WHAT YOU WILL DO
Reproduce the QMatSuite paper page below word for word, from its title through the end of the Figure 1 caption.

EXERCISE PASSAGE
=====

From Experiments to Expertise: Scientific Knowledge Consolidation for AI-Driven Computational Research

Abstract

While large language models (LLMs) have transformed AI agents into proficient executors of computational materials science, performing a hundred simulations does not make a researcher. What distinguishes research from routine execution is the progressive accumulation of knowledge -- learning which approaches fail, recognizing patterns across systems, and applying understanding to new problems. However, the prevailing paradigm in AI-driven computational science treats each execution in isolation, largely discarding hard-won insights between runs. Here we present QMatSuite, an open-source platform closing this gap. Agents record findings with full provenance, retrieve knowledge before new calculations, and in dedicated reflection sessions correct erroneous findings and synthesize observations into cross-compound patterns. In benchmarks on a six-step quantum-mechanical simulation workflow, accumulated knowledge reduces reasoning overhead by 67% and improves accuracy from 47% to 3% deviation from literature -- and when transferred to an unfamiliar material, achieves 1% deviation with zero pipeline failures.

Figures (6)

• Figure 1: Platform architecture and scale validation.a, QMatSuite architecture showing symmetric access by AI agents (via MCP) and human researchers (via GUI) to the shared core, which contains the knowledge system, provenance tracking, present-tense shared state, and engine dispatch layer. b, Computed versus experimental lattice constants for 114 materials (MAE = 1.02%). c, Computed versus experimental band gaps for 68 non-metallic compounds (MAE = 1.76 eV); 42/42 metals correctly identified; 5 correlated insulators predicted metallic (known PBE limitation, marked $\times$). Inset: 0--2 eV region.

=====

RECORDS SUPPLIED
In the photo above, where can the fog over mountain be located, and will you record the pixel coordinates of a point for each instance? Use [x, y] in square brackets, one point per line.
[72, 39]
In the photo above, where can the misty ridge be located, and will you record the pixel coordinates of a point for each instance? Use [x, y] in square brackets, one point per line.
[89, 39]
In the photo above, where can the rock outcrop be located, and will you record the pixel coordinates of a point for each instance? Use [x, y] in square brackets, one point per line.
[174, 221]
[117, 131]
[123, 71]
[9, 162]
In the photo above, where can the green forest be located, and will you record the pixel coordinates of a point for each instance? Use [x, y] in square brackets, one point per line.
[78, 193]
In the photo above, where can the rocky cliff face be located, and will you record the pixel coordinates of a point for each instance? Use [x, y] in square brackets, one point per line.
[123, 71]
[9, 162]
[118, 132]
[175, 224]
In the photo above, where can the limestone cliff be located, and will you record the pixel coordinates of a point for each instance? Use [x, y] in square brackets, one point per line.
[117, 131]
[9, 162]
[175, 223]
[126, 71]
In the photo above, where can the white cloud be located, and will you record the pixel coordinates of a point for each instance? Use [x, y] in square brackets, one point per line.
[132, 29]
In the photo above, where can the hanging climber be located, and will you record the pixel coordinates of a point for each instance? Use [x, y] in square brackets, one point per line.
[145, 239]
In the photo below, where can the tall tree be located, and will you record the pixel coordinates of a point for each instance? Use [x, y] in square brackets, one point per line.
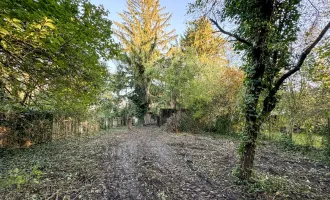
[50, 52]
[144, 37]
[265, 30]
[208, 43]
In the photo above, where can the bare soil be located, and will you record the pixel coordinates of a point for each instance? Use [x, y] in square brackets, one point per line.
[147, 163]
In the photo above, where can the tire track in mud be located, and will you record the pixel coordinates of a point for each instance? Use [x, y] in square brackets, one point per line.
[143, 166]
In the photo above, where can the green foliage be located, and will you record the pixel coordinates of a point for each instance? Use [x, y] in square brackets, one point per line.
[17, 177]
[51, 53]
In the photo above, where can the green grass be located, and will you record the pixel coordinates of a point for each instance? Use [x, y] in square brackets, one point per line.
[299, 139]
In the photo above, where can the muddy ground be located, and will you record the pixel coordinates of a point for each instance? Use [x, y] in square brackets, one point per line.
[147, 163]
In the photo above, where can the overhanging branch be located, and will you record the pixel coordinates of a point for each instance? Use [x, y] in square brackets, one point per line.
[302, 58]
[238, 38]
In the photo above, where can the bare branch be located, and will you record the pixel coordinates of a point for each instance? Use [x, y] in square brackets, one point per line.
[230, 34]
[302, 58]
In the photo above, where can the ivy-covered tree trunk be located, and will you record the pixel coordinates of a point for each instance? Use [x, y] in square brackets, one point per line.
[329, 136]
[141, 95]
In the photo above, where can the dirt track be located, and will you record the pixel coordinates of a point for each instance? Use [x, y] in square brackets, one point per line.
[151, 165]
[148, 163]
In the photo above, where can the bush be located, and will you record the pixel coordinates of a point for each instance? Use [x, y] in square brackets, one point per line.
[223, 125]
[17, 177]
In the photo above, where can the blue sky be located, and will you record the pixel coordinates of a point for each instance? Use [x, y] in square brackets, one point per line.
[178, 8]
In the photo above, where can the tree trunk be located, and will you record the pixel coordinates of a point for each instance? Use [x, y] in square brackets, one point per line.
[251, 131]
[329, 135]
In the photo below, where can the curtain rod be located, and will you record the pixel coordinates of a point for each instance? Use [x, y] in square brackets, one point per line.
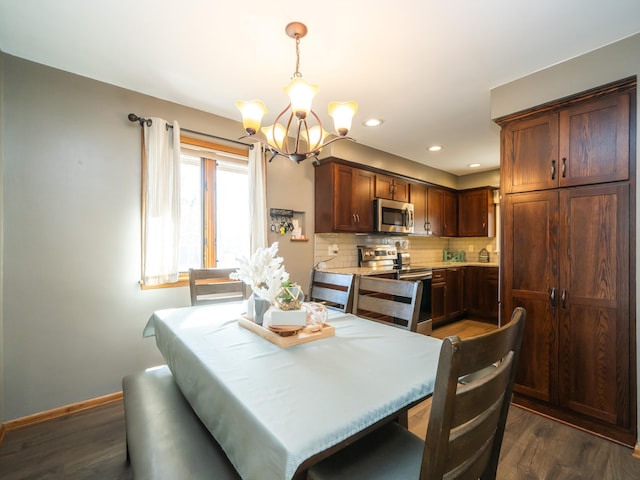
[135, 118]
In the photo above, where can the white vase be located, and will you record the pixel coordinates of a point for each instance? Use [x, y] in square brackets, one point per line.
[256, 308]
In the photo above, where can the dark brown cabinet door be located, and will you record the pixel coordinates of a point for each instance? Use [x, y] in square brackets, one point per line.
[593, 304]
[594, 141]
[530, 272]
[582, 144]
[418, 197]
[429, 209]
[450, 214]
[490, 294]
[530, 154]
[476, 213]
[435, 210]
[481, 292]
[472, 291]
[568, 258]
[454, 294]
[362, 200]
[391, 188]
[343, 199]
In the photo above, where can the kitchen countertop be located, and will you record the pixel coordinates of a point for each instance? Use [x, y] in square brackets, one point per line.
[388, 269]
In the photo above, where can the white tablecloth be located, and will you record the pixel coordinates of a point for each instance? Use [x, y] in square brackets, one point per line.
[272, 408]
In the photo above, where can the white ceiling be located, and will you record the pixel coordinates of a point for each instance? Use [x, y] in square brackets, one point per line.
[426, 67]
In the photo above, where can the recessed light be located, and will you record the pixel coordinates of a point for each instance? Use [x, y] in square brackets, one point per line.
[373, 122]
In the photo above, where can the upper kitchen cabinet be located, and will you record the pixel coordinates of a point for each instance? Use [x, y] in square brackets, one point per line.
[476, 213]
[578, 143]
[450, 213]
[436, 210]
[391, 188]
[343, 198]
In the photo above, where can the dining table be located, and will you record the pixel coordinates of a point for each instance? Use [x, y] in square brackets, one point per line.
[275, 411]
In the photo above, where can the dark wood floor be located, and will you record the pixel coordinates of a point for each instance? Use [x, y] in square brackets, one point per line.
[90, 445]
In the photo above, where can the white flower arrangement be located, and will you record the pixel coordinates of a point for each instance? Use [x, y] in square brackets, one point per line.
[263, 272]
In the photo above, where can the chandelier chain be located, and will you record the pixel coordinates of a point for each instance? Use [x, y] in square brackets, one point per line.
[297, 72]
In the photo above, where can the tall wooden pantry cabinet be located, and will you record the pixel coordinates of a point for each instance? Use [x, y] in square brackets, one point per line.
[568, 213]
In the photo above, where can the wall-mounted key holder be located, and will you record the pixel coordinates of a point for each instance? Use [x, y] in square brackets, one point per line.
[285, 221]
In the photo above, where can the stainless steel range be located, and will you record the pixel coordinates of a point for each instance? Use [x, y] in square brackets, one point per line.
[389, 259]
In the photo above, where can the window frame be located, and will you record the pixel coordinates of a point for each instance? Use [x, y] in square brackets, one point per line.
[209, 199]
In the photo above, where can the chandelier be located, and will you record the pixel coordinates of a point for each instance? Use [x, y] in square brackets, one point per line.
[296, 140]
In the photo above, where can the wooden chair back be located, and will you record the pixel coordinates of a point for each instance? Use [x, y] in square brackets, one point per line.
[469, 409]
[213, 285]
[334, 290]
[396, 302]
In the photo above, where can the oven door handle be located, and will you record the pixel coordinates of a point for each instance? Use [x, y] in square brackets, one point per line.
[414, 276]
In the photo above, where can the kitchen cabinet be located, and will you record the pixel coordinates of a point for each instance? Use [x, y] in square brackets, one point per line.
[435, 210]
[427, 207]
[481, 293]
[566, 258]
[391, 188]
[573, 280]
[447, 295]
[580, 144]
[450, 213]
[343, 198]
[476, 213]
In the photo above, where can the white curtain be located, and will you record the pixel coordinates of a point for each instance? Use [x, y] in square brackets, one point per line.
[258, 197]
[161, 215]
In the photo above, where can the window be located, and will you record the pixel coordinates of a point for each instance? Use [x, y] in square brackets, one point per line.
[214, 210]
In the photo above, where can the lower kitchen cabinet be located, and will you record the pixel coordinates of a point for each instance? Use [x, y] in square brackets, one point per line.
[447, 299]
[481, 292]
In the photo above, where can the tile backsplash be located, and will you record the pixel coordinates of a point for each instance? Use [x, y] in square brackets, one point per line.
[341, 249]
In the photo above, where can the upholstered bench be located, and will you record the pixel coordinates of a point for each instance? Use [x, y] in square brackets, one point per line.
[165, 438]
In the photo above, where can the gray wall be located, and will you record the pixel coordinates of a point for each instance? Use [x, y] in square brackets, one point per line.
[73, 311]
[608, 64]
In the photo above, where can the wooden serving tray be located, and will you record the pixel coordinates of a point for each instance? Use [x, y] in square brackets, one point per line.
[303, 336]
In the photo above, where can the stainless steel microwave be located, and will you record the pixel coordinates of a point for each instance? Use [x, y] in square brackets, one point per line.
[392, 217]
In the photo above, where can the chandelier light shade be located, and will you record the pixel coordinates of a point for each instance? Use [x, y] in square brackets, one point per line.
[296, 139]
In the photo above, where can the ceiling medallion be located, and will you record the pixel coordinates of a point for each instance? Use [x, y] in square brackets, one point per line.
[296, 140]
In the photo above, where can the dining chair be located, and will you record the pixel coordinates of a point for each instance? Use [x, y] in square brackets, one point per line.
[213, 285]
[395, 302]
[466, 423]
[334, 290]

=====

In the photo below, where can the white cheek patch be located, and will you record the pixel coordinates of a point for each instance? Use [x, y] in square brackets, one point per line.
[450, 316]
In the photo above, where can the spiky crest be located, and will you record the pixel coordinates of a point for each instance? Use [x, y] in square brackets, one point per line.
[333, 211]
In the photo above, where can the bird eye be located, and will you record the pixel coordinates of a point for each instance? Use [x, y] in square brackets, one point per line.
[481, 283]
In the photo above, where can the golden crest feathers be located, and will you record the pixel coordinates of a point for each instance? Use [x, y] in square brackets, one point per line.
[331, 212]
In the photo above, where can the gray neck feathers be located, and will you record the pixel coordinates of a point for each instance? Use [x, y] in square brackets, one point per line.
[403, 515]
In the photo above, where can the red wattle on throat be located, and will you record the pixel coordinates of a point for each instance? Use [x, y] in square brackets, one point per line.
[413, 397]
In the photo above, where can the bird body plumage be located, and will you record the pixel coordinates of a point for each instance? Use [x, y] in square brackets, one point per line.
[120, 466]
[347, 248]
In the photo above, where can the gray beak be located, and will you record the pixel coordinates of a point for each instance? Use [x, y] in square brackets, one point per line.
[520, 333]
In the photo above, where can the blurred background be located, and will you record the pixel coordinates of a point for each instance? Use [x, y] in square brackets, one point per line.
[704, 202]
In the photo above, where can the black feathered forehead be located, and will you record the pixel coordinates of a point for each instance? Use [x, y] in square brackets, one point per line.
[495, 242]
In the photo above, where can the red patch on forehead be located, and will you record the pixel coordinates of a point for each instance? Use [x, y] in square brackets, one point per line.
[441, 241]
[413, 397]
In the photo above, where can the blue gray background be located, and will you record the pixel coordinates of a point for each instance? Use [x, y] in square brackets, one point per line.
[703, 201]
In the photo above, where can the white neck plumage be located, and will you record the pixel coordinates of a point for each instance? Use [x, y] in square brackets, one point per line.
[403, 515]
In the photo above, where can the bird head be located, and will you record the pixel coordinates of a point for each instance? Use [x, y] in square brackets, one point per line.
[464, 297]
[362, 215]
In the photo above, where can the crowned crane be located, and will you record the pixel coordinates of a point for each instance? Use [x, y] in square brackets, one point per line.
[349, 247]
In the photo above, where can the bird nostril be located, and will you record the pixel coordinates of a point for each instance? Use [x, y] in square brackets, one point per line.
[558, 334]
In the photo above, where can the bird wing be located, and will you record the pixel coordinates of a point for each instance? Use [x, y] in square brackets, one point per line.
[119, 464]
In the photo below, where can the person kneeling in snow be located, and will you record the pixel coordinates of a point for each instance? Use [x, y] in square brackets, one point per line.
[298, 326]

=====

PROBLEM SOLUTION
From Experiments to Expertise: Scientific Knowledge Consolidation for AI-Driven Computational Research

Abstract

While large language models (LLMs) have transformed AI agents into proficient executors of computational materials science, performing a hundred simulations does not make a researcher. What distinguishes research from routine execution is the progressive accumulation of knowledge -- learning which approaches fail, recognizing patterns across systems, and applying understanding to new problems. However, the prevailing paradigm in AI-driven computational science treats each execution in isolation, largely discarding hard-won insights between runs. Here we present QMatSuite, an open-source platform closing this gap. Agents record findings with full provenance, retrieve knowledge before new calculations, and in dedicated reflection sessions correct erroneous findings and synthesize observations into cross-compound patterns. In benchmarks on a six-step quantum-mechanical simulation workflow, accumulated knowledge reduces reasoning overhead by 67% and improves accuracy from 47% to 3% deviation from literature -- and when transferred to an unfamiliar material, achieves 1% deviation with zero pipeline failures.

Figures (6)

• Figure 1: Platform architecture and scale validation.a, QMatSuite architecture showing symmetric access by AI agents (via MCP) and human researchers (via GUI) to the shared core, which contains the knowledge system, provenance tracking, present-tense shared state, and engine dispatch layer. b, Computed versus experimental lattice constants for 114 materials (MAE = 1.02%). c, Computed versus experimental band gaps for 68 non-metallic compounds (MAE = 1.76 eV); 42/42 metals correctly identified; 5 correlated insulators predicted metallic (known PBE limitation, marked $\times$). Inset: 0--2 eV region.